**YOUR INSTRUCTIONS**. Repeat the listing below in full.

**RECORD SET**.
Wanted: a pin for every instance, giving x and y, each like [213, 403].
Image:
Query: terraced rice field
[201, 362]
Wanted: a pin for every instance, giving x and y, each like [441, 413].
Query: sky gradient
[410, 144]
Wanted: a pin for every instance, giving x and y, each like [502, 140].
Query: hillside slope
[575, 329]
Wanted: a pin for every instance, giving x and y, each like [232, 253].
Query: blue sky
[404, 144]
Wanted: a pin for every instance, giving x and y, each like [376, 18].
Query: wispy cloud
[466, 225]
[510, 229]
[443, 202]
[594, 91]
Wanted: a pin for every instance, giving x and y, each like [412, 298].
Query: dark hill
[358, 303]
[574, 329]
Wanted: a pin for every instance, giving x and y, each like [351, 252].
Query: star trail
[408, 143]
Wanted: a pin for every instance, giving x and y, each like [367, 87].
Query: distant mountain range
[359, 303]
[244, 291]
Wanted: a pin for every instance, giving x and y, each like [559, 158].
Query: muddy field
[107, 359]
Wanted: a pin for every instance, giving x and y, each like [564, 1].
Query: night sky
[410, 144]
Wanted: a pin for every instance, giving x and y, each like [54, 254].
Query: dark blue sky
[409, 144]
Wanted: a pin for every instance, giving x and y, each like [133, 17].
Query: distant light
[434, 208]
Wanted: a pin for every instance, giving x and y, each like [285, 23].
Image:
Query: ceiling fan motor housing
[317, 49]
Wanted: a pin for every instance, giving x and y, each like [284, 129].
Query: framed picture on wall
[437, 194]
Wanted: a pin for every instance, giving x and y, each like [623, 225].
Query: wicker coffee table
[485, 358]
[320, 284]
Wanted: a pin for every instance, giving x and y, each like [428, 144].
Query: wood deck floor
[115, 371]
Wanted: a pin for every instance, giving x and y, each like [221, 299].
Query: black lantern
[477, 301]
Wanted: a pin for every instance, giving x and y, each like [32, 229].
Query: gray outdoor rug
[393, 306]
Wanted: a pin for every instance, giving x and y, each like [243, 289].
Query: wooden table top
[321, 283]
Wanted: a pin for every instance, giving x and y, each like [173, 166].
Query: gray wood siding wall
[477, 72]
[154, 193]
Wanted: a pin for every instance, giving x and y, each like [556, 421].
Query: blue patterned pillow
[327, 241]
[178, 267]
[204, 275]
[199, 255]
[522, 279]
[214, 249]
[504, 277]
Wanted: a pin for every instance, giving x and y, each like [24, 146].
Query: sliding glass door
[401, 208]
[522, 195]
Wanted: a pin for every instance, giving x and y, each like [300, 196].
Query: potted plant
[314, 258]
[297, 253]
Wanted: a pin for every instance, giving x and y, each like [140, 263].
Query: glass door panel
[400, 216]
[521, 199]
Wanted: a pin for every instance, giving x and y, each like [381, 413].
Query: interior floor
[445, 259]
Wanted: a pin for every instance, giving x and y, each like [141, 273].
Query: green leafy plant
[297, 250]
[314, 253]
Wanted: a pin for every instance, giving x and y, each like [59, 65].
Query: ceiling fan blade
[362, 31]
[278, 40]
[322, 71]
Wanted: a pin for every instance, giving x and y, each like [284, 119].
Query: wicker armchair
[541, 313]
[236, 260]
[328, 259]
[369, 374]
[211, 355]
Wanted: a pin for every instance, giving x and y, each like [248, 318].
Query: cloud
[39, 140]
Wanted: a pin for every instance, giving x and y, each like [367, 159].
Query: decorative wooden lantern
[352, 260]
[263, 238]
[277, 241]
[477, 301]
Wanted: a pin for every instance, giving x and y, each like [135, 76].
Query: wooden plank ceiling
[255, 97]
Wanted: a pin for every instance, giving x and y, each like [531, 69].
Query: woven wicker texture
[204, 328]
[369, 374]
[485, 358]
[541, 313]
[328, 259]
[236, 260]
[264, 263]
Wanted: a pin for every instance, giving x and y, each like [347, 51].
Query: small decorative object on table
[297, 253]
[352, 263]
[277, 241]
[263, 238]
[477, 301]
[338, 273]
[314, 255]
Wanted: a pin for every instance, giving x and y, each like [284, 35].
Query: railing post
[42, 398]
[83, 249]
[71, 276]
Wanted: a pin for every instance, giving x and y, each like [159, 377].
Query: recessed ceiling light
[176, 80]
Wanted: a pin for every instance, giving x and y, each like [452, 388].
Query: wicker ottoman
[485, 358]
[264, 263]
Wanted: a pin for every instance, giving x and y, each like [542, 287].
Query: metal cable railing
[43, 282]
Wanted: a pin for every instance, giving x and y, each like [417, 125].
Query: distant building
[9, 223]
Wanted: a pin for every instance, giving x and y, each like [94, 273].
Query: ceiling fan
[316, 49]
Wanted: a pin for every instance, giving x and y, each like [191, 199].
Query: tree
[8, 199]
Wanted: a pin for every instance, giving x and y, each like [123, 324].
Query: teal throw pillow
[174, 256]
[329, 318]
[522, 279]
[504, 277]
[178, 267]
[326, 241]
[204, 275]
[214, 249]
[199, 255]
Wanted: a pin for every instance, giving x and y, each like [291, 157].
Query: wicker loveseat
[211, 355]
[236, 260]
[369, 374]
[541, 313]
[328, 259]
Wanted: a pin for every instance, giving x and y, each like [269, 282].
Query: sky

**OUTPUT FOR THIS TASK**.
Wanted: a pin for every instance, giving x and y, each like [213, 403].
Image:
Query: terraced rice field
[201, 362]
Wanted: a pin for every instance, giving x and y, each like [441, 413].
Query: sky gradient
[410, 144]
Wanted: a pin for every instance, giving x and y, each like [502, 140].
Query: hillside slope
[575, 329]
Wanted: a pin for every instance, giving x and y, each like [232, 253].
Query: blue sky
[404, 144]
Wanted: a pin for every instance, giving x and y, each like [376, 18].
Query: wispy cloud
[466, 225]
[510, 229]
[443, 202]
[594, 91]
Wanted: a pin for every instance, giving x and y, each like [412, 298].
Query: dark hill
[358, 303]
[574, 329]
Wanted: a pin for every instance, giving x and y, each like [351, 252].
Query: star trail
[408, 143]
Wanted: a pin for every instance, giving x and y, each like [367, 87].
Query: distant mountain range
[359, 303]
[244, 291]
Wanted: a pin for every instance, giving x and y, each like [559, 158].
Query: muddy field
[107, 359]
Wanted: a pin for every instance, giving x and y, each like [564, 1].
Query: night sky
[410, 144]
Wanted: a pin for every instance, giving x and y, each like [54, 254].
Query: dark blue sky
[409, 144]
Wanted: a pin for every instance, giving x and y, each like [133, 17].
Query: distant light
[434, 208]
Wanted: a pin for every instance, giving x and y, each like [285, 23].
Image:
Query: ceiling fan motor housing
[317, 49]
Wanted: a pin for every instance, giving x and y, each like [284, 129].
Query: framed picture on wall
[437, 194]
Wanted: a pin for every instance, giving x and y, each like [623, 225].
Query: wicker coffee table
[485, 358]
[320, 284]
Wanted: a pin for every instance, giving x and y, each like [428, 144].
Query: wood deck floor
[115, 371]
Wanted: a pin for every instance, giving x and y, each like [221, 299].
Query: black lantern
[477, 301]
Wanted: a pin for every instance, giving x and y, each like [32, 229].
Query: gray outdoor rug
[393, 306]
Wanted: a pin for every instance, giving x and y, each like [243, 289].
Query: wooden table top
[321, 283]
Wanted: a pin for every instance, giving x and y, each like [173, 166].
Query: gray wood siding wall
[477, 72]
[154, 193]
Wanted: a pin for every instance, giving x and y, each like [556, 421].
Query: blue patterned pillow
[327, 241]
[178, 267]
[204, 275]
[199, 255]
[522, 279]
[214, 249]
[504, 277]
Wanted: a pin for every instance, giving x and y, each like [24, 146].
Query: sliding glass door
[401, 208]
[522, 195]
Wanted: a pin for every instance, giving x and y, each like [300, 196].
Query: potted plant
[314, 258]
[297, 253]
Wanted: a pin for every instance, giving x and y, each like [140, 263].
Query: glass door panel
[400, 216]
[521, 199]
Wanted: a pin for every instance, giving x and y, each like [381, 413].
Query: interior floor
[445, 259]
Wanted: a pin for every instance, giving x and y, each like [141, 273].
Query: green leafy plant
[297, 250]
[314, 253]
Wanted: a pin for every instance, giving x and y, each like [59, 65].
Query: ceiling fan blade
[362, 31]
[278, 40]
[322, 71]
Wanted: a pin for every instance, giving x and y, each like [284, 119].
Query: wicker armchair
[541, 313]
[236, 260]
[328, 259]
[369, 374]
[211, 355]
Wanted: a pin for every instance, giving x and y, each like [248, 318].
Query: cloud
[39, 140]
Wanted: a pin for every instance, giving x and y, each like [367, 159].
Query: decorative wooden lantern
[352, 260]
[263, 238]
[277, 241]
[477, 301]
Wanted: a pin for every instance, giving x and y, each like [135, 76].
Query: wooden plank ceiling
[255, 97]
Wanted: a pin for every instance, giving x and y, each like [531, 69].
Query: woven wicker texture
[204, 328]
[369, 374]
[485, 358]
[541, 313]
[328, 259]
[236, 260]
[264, 263]
Wanted: a pin for every instance, giving x and y, each like [347, 51].
Query: small decorative object on table
[297, 253]
[352, 263]
[277, 241]
[263, 238]
[477, 301]
[338, 273]
[314, 255]
Wanted: a pin for every instance, giving x and y, each like [284, 35].
Query: railing post
[42, 398]
[83, 249]
[71, 276]
Wanted: a pin for every instance, giving x and y, each like [159, 377].
Query: recessed ceiling light
[176, 80]
Wanted: a pin for every instance, giving x and y, each like [452, 388].
Query: wicker ottoman
[485, 358]
[264, 263]
Wanted: a pin for every instance, giving x and y, each like [542, 287].
Query: metal cable railing
[43, 282]
Wanted: a pin for every instance, giving x and y, each like [417, 125].
Query: distant building
[9, 223]
Wanted: a pin for every instance, giving x and y, each like [94, 273].
Query: ceiling fan
[316, 49]
Wanted: a pin for every instance, giving x and y, each like [191, 199].
Query: tree
[8, 199]
Wanted: a pin for every instance, giving x and y, each like [123, 324].
Query: teal throw pillow
[174, 256]
[329, 318]
[522, 279]
[504, 277]
[178, 267]
[326, 241]
[204, 275]
[214, 249]
[199, 255]
Wanted: a pin for every instance, giving x and y, each like [291, 157].
Query: wicker loveseat
[211, 355]
[236, 260]
[369, 374]
[541, 313]
[328, 259]
Wanted: a pin for every instance, giving x and y, each like [269, 282].
Query: sky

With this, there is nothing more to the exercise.